Texte source:
>>>>>
1•Par temps d’éclipse

« L’homme est incapable de discerner l’épaisseur des choses. Mais il lui est possible de l’écouter, de saisir par l’ouïe les processus qu’elle dissimule. La vue doit devenir ouïe. Celui qui ne possède pas cette ouïe ne verra pas les changements de l’ordre caché de la vie. Il semble que tout soit comme avant, or, en réalité, tout est nouveau. Ceux qui sont privés d’écoute ne pourront pas suivre les changements de rythme. Et que pourraient être les brisures spontanées des choses, sinon les changements de rythmes et les pulsations de la vie de l’univers, du cœur de l’univers ? »6

2•Pendant ce temps-là, les numéristes…

La création individuelle pourrait disparaître dans le gouffre numérique de la culture de masse, cet esprit conquérant sans spiritualité où la musique, perdant progressivement sa prépondérance en même temps que son caractère sacré, se délite et se mue en une distraction qui me confronte à « des suspensions de mon moi en moi-même »7.
À ce jour, le son régénéré par haut-parleurs n’offre aucune richesse culturelle.
Si cette musique numérique fait tourner le commerce, ceux qui la composent tournent en rond. Pourquoi ? Parce que les algorithmes du numérique ne sont pas et n’ont jamais été un matériau de composition satisfaisant pour le créateur : lorsque le piano fut inventé, il fit espérer puis il permit toutes les œuvres à venir parce que ses sonorités répondent possiblement à chaque stimulus du corps de l’interprète, alors que le son standardisé par algorithmes des instruments virtuels, diffusé par du haut-parleur, est conçu pour ne pas dépendre de son environnement.
<<<<<
Consignes:
a – Dans le texte sur la musique et le numérique, relevez toutes les phrases de la section « Par temps d'éclipse » qui contiennent le mot « changements ».
b – Poursuivez le texte sur la musique et le numérique à partir de sa dernière phrase, dans le même ton.
Les enregistrements qui suivent le texte proviennent d'une autre source.

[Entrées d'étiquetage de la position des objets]
>>>>>
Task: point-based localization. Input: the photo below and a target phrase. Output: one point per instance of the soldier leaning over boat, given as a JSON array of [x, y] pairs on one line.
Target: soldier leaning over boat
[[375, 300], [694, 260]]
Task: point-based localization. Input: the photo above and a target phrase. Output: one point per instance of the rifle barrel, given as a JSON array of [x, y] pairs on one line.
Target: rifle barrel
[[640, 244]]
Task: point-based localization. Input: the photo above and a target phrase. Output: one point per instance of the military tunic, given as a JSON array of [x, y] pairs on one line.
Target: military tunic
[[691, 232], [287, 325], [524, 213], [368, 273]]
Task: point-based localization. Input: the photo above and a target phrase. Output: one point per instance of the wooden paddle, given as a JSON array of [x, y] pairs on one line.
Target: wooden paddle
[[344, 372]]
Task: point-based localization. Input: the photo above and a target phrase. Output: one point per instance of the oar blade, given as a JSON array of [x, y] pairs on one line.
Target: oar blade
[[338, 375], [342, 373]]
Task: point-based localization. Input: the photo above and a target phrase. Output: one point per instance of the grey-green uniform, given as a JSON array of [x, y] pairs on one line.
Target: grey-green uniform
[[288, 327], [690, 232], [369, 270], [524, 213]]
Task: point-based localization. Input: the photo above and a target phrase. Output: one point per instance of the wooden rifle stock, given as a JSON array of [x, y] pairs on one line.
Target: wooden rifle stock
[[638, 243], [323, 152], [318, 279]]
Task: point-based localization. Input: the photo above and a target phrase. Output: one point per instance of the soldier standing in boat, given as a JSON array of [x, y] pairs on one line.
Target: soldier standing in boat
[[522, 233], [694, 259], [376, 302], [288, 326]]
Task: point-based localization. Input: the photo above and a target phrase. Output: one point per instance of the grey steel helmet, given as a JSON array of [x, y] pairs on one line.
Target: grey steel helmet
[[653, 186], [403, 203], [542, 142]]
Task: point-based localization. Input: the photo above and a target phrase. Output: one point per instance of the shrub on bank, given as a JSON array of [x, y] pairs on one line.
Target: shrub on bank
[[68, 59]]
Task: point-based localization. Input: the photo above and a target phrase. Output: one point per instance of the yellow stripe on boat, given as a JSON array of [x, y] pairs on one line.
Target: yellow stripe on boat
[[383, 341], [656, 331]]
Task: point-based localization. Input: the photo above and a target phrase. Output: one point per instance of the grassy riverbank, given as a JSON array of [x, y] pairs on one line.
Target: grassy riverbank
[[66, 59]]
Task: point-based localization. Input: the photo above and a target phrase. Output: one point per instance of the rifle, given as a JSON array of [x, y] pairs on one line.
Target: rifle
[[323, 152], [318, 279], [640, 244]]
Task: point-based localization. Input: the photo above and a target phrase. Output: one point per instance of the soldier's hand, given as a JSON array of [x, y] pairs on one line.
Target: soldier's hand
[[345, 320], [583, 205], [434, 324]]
<<<<<
Réponses par consigne:
a –
Celui qui ne possède pas cette ouïe ne verra pas les changements de l'ordre caché de la vie.
Ceux qui sont privés d'écoute ne pourront pas suivre les changements de rythme.
Et que pourraient être les brisures spontanées des choses, sinon les changements de rythmes et les pulsations de la vie de l'univers, du cœur de l'univers ?

b –
En revanche, il peut s’avérer intéressant de mettre le numérique au service de l’interprète et de la valorisation de son instrument. Par exemple, quand l’interprétation d’une œuvre ou l’exécution d’une improvisation est numérisée en temps réel selon un protocole neutre (MIDI ou autre) sans pour autant se priver d’un rendu acoustique naturel qui met hors jeu la diffusion par haut-parleurs.
Tout instrument virtuel limite, en la filtrant, l’expression du geste du musicien qui dépend du rétrocontrôle de l’instrument, ici fatalement insuffisant : par cette disparition du geste musical, compositeurs et interprètes se trouvent dépossédés de la sensation de l’instrument traditionnel, malgré les trésors de trouvailles technologiques déployés pour qu’elle soit simulée jusqu’à, dit-on, transcender la matière.8
Demain, lorsque seront opérationnels les ordinateurs quantiques, le travail sur la spatialisation du son régénéré par haut-parleurs sera certainement exceptionnel en rendu 3D dynamique, mais demeurera toujours limité par l’artifice de l’algorithme. Comment, dès lors, distiller la poésie portée auparavant par la musique spectrale, cette langue « lumillante »9 qui savait dire aussi la couleur indéfinissable du temps ?
Les numéristes ne cesseront de nourrir leur rhétorique en théorisant le timbre et en saturant le son. Que deviendront alors la rosée de la nuit et la face cachée des étoiles ? Troquant le sensible contre une technologie grisante, ils omettront la cinétique de l’oreille candide. Cette oreille qui se souviendra que tout instrument est joué en fonction des propriétés acoustiques du lieu. Ils finiront par trahir cette évidence ancestrale, et leurs sons seront dissociés du corps. Et pourtant, les numéristes ambitionnent l’exploration sensorielle. Faiblesse d’intuition d’une génération de musiciens vouée à l’incomplétude et aux attentes d’amis virtuels sur des réseaux mobiles pulsionnels.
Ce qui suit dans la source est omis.